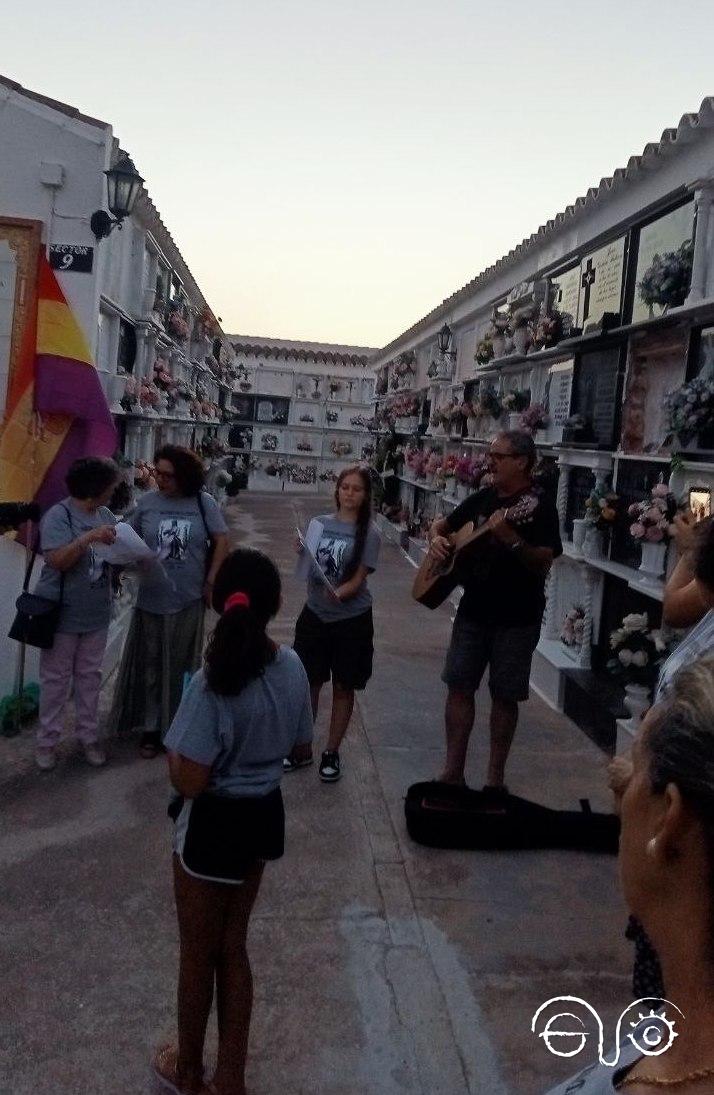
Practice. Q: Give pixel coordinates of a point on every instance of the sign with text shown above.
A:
(73, 257)
(557, 393)
(601, 284)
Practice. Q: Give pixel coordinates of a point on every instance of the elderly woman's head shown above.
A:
(667, 843)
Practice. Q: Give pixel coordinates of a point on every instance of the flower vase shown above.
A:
(592, 543)
(636, 700)
(579, 528)
(520, 339)
(498, 343)
(653, 560)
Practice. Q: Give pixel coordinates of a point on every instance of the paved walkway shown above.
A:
(380, 967)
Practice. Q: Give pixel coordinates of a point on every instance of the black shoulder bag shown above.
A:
(37, 618)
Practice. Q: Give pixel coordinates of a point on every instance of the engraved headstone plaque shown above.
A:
(600, 284)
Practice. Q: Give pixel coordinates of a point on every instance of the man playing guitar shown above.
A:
(498, 621)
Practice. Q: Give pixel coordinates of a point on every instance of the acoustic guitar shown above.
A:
(437, 578)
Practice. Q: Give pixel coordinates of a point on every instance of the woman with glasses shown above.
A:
(185, 527)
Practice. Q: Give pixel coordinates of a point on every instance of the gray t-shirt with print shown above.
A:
(333, 553)
(244, 737)
(87, 597)
(175, 529)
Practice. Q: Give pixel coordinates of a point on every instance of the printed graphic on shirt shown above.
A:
(172, 539)
(331, 556)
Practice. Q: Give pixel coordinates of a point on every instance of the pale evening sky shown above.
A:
(333, 170)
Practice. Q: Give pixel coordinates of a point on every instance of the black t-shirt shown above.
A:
(502, 590)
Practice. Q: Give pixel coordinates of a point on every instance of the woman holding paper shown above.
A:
(184, 528)
(68, 536)
(334, 632)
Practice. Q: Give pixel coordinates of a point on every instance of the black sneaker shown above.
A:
(290, 764)
(330, 767)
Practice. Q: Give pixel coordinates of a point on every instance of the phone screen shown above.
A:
(700, 503)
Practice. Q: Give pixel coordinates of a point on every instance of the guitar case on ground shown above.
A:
(440, 815)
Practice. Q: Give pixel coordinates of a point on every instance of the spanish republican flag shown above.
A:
(56, 410)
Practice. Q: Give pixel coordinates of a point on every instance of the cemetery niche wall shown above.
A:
(597, 336)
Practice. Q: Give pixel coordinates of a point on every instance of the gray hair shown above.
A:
(522, 445)
(680, 744)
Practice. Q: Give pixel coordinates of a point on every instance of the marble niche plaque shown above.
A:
(600, 284)
(556, 398)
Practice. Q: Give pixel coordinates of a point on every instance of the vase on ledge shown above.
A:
(636, 700)
(592, 543)
(653, 561)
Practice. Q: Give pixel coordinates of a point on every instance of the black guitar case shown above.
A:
(440, 815)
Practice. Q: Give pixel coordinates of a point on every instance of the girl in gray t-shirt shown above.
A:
(334, 633)
(235, 722)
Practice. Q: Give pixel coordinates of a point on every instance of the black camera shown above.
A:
(14, 514)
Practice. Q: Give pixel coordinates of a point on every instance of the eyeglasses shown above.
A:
(503, 456)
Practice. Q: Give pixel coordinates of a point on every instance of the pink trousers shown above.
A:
(73, 661)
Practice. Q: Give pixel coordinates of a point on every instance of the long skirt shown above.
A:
(159, 652)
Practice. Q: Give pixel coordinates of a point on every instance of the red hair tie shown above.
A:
(239, 600)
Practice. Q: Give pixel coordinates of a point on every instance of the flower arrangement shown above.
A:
(549, 331)
(573, 626)
(637, 650)
(179, 326)
(690, 408)
(490, 402)
(667, 279)
(516, 401)
(652, 518)
(533, 417)
(149, 395)
(484, 350)
(601, 509)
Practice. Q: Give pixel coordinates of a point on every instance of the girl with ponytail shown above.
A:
(238, 718)
(334, 633)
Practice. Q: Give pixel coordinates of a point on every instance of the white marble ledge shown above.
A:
(651, 587)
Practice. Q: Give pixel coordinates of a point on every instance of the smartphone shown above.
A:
(700, 502)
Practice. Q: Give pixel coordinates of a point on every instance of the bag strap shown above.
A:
(203, 515)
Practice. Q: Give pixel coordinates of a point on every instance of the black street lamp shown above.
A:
(444, 339)
(123, 185)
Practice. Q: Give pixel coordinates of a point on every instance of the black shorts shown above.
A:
(505, 652)
(342, 649)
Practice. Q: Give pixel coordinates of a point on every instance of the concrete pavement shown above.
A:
(380, 966)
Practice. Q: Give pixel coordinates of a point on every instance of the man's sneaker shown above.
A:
(45, 759)
(94, 755)
(290, 764)
(330, 767)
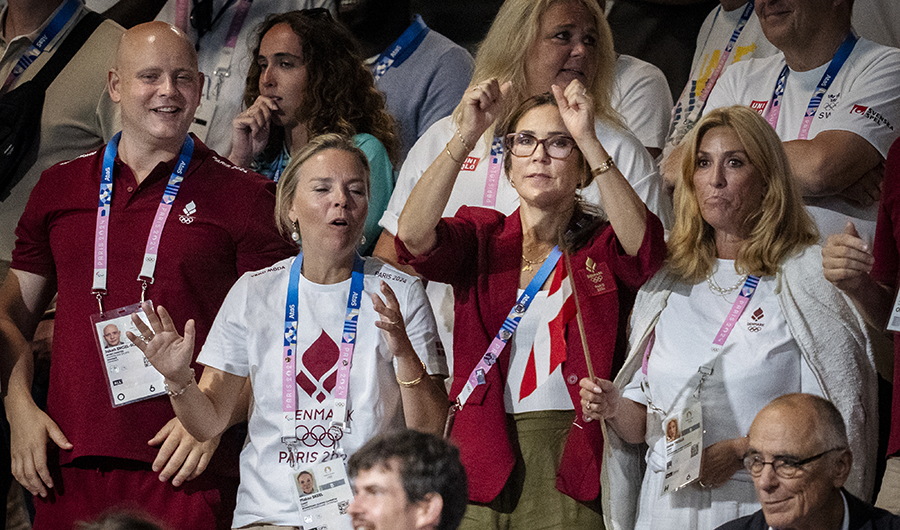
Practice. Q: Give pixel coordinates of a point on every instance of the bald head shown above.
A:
(158, 87)
(154, 34)
(798, 444)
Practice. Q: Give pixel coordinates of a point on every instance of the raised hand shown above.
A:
(391, 323)
(250, 131)
(167, 351)
(847, 259)
(481, 105)
(577, 110)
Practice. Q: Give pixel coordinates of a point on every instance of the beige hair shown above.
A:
(287, 184)
(780, 227)
(504, 52)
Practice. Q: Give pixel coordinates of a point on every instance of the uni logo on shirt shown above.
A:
(758, 106)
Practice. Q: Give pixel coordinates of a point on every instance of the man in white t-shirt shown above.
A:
(837, 152)
(729, 18)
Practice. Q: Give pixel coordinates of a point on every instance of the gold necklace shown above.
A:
(528, 263)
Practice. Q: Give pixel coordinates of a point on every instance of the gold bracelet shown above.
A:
(462, 140)
(176, 393)
(415, 381)
(451, 155)
(604, 167)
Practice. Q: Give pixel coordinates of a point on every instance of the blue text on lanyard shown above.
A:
(46, 37)
(101, 238)
(840, 57)
(402, 48)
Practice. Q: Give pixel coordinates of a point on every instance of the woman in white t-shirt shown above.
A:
(303, 331)
(702, 336)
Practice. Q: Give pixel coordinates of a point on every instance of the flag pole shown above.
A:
(584, 346)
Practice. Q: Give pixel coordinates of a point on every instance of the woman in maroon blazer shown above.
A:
(519, 414)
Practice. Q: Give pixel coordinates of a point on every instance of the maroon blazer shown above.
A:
(478, 252)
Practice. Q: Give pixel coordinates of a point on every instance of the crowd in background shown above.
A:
(323, 221)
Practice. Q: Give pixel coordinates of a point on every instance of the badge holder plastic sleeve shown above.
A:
(133, 381)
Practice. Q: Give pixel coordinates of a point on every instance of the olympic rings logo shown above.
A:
(318, 435)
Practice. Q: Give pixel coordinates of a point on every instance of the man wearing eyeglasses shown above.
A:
(799, 459)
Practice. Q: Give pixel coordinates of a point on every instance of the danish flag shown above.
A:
(551, 337)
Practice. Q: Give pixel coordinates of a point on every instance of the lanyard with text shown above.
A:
(495, 165)
(402, 48)
(478, 375)
(66, 12)
(836, 63)
(101, 237)
(737, 309)
(348, 343)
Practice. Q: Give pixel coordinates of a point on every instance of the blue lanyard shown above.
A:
(277, 167)
(101, 237)
(348, 343)
(402, 48)
(66, 12)
(830, 73)
(477, 377)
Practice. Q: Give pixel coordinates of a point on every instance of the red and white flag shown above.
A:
(550, 337)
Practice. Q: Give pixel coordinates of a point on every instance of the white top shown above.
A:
(743, 381)
(759, 361)
(246, 340)
(863, 99)
(714, 35)
(533, 343)
(643, 98)
(630, 156)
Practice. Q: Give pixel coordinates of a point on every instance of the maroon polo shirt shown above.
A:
(220, 226)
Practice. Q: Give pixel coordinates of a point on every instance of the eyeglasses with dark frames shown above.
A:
(783, 466)
(558, 146)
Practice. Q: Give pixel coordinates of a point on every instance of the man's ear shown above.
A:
(428, 511)
(842, 465)
(112, 85)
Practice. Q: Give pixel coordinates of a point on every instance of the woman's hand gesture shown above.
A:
(481, 105)
(250, 131)
(391, 323)
(577, 110)
(167, 351)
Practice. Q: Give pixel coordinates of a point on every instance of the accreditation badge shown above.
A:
(129, 375)
(684, 446)
(323, 494)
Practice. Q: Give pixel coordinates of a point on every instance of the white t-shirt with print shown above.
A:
(863, 99)
(246, 340)
(715, 33)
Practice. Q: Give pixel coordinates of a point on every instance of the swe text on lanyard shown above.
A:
(101, 235)
(830, 73)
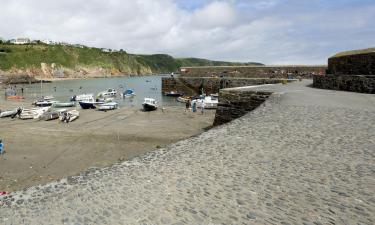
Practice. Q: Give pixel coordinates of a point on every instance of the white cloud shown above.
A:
(269, 31)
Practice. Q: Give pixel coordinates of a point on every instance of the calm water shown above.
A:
(143, 86)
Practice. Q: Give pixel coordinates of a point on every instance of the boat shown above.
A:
(173, 93)
(8, 113)
(210, 102)
(34, 113)
(69, 116)
(108, 106)
(83, 97)
(15, 97)
(108, 93)
(51, 115)
(128, 93)
(63, 104)
(43, 103)
(149, 104)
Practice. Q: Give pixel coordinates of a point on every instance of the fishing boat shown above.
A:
(7, 113)
(128, 93)
(82, 97)
(108, 106)
(69, 116)
(43, 103)
(149, 104)
(34, 113)
(52, 115)
(63, 104)
(173, 93)
(108, 93)
(210, 102)
(183, 99)
(15, 97)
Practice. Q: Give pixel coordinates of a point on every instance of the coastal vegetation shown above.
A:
(31, 56)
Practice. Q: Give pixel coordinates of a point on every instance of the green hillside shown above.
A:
(32, 55)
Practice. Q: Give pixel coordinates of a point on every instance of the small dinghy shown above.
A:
(51, 115)
(173, 94)
(149, 104)
(69, 116)
(63, 104)
(128, 93)
(34, 113)
(108, 106)
(8, 113)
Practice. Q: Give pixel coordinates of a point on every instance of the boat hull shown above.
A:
(149, 107)
(87, 105)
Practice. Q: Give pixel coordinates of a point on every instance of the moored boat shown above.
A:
(149, 104)
(63, 104)
(128, 93)
(69, 116)
(173, 93)
(7, 113)
(108, 106)
(108, 93)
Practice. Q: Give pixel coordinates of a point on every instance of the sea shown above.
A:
(63, 90)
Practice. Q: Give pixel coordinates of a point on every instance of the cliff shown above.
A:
(62, 61)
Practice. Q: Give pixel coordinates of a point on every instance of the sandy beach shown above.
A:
(41, 151)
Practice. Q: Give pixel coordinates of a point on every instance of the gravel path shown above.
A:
(304, 157)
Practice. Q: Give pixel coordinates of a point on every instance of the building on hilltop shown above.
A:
(20, 41)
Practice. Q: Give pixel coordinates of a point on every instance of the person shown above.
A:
(1, 147)
(202, 106)
(194, 105)
(187, 104)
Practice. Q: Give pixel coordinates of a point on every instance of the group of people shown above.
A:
(193, 105)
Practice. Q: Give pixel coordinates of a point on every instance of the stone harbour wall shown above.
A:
(193, 85)
(355, 83)
(355, 64)
(254, 71)
(236, 102)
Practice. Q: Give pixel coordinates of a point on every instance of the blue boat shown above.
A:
(128, 93)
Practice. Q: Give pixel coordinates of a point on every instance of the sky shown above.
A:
(266, 31)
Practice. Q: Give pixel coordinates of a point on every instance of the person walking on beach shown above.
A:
(187, 104)
(202, 106)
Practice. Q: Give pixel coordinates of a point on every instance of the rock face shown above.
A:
(236, 102)
(350, 71)
(352, 64)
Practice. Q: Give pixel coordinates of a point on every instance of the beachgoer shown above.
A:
(194, 105)
(1, 147)
(187, 105)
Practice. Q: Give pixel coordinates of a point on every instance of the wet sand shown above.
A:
(40, 151)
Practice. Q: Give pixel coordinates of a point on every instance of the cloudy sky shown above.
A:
(267, 31)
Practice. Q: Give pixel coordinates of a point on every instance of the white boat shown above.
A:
(210, 102)
(108, 106)
(34, 113)
(8, 113)
(69, 116)
(149, 104)
(63, 104)
(44, 103)
(83, 97)
(108, 93)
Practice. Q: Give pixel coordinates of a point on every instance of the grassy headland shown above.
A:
(73, 61)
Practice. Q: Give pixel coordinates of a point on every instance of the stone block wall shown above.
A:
(192, 85)
(355, 64)
(234, 103)
(355, 83)
(254, 71)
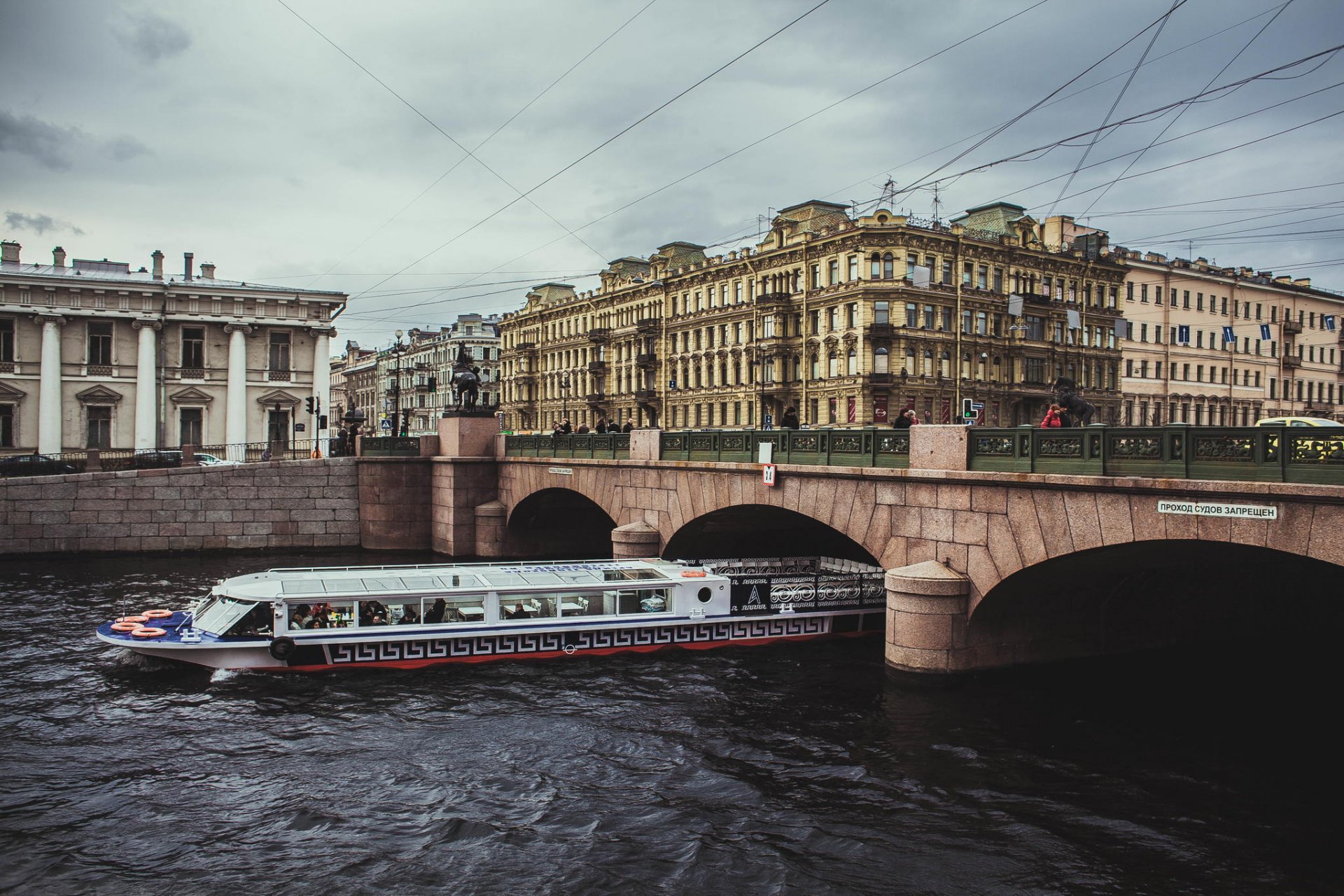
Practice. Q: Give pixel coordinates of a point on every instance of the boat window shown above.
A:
(527, 606)
(458, 608)
(336, 614)
(254, 624)
(220, 613)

------------------------------------

What the task requires
Working through the records, find each line containing the word "hair" and copy it.

Solution
Practice. Q: Give pixel coordinates of a point on every instance of the gray hair shown above.
Practice. Q: Give pixel coordinates of a point on every instance of the red hair tie shown above.
Practice. Q: Give pixel coordinates of a point on every instance of the beige hair shown above.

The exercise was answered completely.